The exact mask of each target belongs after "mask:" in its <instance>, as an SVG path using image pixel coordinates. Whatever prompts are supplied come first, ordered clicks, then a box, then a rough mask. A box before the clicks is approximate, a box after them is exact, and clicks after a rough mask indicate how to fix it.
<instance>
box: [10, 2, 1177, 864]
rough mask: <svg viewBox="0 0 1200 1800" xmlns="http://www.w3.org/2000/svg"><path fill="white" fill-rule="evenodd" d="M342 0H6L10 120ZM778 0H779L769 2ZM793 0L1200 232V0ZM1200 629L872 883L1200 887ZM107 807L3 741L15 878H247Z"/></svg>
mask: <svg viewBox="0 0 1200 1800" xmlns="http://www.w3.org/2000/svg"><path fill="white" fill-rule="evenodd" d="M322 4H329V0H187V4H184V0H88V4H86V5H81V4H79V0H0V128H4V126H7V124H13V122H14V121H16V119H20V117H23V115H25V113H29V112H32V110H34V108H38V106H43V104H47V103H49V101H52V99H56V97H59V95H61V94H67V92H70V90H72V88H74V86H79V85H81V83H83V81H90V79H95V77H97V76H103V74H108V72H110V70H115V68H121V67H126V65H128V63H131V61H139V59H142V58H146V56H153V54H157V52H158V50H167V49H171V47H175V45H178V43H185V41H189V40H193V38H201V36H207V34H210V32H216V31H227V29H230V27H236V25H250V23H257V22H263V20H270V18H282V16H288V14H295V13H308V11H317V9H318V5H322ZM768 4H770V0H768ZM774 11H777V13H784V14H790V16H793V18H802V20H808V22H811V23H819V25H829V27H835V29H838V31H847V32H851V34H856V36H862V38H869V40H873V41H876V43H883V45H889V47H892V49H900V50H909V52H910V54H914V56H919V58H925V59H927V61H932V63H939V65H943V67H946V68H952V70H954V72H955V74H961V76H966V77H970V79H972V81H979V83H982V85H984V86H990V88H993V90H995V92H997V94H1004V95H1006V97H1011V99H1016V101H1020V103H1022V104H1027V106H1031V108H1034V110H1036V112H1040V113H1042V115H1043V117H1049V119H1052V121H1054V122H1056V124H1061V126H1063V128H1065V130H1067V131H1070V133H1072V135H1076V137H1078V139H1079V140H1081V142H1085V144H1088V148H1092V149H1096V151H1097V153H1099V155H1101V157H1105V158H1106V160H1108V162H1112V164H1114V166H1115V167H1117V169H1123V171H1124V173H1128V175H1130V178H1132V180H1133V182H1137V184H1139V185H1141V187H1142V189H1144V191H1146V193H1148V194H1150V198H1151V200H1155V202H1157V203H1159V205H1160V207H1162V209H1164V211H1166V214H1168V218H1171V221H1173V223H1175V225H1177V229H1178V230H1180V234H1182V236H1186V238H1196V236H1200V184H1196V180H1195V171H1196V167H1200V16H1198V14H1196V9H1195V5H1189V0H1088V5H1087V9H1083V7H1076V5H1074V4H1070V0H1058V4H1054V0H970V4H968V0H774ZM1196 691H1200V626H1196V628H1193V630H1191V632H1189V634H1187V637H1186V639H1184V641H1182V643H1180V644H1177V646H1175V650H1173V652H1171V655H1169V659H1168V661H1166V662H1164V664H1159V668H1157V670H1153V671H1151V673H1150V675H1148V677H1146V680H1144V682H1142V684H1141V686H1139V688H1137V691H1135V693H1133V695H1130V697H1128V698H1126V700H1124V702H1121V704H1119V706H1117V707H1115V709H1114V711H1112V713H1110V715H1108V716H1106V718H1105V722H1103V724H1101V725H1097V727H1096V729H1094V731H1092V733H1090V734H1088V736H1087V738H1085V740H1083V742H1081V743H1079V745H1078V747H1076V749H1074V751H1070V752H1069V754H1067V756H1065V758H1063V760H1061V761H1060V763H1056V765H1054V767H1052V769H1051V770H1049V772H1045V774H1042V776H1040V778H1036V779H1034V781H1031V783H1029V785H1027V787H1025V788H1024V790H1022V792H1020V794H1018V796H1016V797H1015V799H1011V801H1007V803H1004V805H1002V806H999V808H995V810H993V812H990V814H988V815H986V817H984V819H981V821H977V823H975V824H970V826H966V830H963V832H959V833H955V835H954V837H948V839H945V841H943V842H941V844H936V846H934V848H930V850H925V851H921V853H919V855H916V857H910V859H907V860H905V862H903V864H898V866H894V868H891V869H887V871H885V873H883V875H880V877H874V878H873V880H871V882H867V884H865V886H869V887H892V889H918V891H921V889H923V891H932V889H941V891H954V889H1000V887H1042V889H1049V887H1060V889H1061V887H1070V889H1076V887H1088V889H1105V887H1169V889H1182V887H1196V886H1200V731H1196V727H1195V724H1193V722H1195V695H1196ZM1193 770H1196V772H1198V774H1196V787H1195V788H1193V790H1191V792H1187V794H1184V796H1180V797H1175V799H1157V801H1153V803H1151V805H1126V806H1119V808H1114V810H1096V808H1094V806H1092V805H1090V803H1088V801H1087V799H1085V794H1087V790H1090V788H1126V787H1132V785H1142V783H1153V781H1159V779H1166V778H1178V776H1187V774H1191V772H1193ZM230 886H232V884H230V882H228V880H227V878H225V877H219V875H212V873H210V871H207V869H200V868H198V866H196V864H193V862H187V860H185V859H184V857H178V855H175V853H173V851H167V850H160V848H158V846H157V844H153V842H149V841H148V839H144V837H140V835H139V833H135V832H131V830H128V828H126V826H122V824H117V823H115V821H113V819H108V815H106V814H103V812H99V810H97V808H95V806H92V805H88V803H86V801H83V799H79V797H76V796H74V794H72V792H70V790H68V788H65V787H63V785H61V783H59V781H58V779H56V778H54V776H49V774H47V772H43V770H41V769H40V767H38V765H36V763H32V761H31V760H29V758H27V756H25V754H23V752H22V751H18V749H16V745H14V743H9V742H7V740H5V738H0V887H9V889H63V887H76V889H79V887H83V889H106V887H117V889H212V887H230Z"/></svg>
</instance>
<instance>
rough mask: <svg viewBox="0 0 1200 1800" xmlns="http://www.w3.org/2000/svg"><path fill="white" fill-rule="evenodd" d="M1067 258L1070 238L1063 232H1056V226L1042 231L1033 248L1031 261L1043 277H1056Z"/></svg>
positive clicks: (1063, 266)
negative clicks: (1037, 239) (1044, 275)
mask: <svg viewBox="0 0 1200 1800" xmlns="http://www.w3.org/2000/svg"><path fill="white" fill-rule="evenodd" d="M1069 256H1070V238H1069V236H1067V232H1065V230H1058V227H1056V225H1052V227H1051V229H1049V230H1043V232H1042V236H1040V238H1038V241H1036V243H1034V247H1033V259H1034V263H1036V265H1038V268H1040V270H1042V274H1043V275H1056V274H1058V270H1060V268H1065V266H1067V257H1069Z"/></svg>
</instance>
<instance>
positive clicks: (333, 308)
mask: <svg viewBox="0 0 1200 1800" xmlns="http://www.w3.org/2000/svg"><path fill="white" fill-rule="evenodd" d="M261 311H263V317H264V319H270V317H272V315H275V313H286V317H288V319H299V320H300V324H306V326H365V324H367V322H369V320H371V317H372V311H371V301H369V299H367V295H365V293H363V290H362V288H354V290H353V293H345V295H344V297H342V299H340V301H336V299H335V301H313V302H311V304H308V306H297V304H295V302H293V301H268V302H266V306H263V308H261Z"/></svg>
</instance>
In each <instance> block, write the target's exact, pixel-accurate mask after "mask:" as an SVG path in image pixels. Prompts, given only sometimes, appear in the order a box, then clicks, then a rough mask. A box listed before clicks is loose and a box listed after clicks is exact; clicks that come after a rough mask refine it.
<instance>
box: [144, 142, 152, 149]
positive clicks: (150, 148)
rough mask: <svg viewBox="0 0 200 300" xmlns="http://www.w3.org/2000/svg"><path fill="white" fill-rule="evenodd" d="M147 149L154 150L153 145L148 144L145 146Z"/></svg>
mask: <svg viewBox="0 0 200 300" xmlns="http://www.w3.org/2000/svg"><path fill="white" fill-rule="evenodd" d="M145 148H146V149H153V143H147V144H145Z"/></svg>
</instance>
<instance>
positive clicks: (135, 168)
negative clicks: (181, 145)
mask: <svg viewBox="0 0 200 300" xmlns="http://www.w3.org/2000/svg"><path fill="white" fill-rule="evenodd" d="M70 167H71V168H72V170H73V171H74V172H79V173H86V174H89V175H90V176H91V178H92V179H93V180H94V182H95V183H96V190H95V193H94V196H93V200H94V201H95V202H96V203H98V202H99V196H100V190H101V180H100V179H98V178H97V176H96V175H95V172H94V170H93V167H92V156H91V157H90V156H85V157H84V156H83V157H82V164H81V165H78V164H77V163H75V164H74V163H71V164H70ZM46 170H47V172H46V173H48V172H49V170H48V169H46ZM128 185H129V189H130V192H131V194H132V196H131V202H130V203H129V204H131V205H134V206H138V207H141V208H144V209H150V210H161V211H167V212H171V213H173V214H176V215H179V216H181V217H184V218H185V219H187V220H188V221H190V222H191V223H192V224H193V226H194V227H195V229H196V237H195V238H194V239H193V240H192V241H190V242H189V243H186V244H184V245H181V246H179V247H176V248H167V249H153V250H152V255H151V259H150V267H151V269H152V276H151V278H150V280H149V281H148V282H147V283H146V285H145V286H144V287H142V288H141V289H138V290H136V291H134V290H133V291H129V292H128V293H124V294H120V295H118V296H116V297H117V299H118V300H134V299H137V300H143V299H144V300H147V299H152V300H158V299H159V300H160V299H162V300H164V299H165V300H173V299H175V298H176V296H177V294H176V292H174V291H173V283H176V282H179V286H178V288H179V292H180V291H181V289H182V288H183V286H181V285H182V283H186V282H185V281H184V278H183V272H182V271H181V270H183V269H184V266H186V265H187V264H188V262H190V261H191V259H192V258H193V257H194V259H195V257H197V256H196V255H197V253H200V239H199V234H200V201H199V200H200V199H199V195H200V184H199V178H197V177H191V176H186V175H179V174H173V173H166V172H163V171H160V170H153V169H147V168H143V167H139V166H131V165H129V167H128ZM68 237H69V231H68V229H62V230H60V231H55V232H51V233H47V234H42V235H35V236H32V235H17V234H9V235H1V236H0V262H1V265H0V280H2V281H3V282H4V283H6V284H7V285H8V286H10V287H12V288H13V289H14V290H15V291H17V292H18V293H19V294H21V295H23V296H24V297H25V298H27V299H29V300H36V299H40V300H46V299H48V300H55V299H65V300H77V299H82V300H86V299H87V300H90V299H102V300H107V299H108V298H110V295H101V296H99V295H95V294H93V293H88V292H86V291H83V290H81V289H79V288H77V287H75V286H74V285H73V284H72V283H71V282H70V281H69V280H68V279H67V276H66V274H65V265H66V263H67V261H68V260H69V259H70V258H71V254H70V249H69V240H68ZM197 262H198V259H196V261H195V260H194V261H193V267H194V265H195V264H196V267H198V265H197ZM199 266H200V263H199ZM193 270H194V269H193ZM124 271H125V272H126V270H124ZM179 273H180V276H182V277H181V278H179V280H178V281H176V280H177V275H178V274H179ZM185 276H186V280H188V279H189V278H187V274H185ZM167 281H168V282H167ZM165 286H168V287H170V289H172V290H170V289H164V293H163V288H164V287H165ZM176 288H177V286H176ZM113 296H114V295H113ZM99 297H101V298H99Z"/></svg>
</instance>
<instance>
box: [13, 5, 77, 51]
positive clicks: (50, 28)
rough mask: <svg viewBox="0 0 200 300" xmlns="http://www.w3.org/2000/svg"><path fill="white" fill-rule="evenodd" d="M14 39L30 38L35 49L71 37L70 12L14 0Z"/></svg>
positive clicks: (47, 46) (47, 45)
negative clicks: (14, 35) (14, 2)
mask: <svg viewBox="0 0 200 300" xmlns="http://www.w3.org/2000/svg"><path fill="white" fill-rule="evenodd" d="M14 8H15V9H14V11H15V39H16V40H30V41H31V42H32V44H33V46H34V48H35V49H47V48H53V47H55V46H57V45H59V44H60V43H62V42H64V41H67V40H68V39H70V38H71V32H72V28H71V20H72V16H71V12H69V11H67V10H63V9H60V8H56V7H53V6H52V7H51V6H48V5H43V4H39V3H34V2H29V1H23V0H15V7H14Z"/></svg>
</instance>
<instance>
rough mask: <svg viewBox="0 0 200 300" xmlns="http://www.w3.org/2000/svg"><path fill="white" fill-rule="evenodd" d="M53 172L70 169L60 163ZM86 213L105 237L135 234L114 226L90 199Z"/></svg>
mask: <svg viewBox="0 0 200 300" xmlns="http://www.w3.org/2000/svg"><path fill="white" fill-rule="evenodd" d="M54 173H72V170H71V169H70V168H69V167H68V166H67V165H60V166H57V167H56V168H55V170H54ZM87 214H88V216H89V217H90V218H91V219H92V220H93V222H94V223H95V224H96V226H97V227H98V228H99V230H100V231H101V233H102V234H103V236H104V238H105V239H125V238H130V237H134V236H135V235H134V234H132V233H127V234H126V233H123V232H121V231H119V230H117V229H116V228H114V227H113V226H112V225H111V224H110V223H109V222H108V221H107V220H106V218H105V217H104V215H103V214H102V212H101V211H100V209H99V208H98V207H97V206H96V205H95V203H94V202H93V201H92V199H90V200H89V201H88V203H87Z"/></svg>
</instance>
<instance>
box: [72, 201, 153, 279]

● ABOUT THIS EXERCISE
This exercise calls for the lines from the one holding "negative clicks: (14, 35) (14, 2)" through the end of the entries, transcribed exactly and with nothing more.

● WRITTEN SOLUTION
negative clicks: (14, 35) (14, 2)
mask: <svg viewBox="0 0 200 300" xmlns="http://www.w3.org/2000/svg"><path fill="white" fill-rule="evenodd" d="M14 8H15V9H14V11H15V39H16V40H30V41H31V42H32V44H33V46H34V48H35V49H47V48H53V47H55V46H57V45H59V44H60V43H62V42H64V41H67V40H68V39H70V38H71V32H72V28H71V20H72V16H71V12H69V11H67V10H63V9H60V8H56V7H53V6H52V7H51V6H48V5H43V4H39V3H34V2H29V1H23V0H15V7H14Z"/></svg>
</instance>
<instance>
rough mask: <svg viewBox="0 0 200 300" xmlns="http://www.w3.org/2000/svg"><path fill="white" fill-rule="evenodd" d="M53 172L70 169L60 163ZM86 213L105 237L135 234L114 226L90 199Z"/></svg>
mask: <svg viewBox="0 0 200 300" xmlns="http://www.w3.org/2000/svg"><path fill="white" fill-rule="evenodd" d="M54 173H72V170H71V169H70V168H69V167H68V166H67V165H60V166H57V167H56V168H55V170H54ZM87 214H88V216H89V217H90V218H91V219H92V220H93V222H94V223H95V224H96V226H97V227H98V228H99V230H100V231H101V233H102V234H103V236H104V238H105V239H125V238H130V237H134V236H135V235H134V234H132V233H127V234H126V233H123V232H121V231H119V230H117V229H116V228H114V227H113V226H112V225H111V224H110V223H109V222H108V221H107V220H106V218H105V217H104V215H103V214H102V212H101V211H100V209H99V208H98V207H97V206H96V205H95V203H94V202H93V201H92V199H90V200H89V201H88V203H87Z"/></svg>
</instance>
<instance>
box: [72, 201, 153, 279]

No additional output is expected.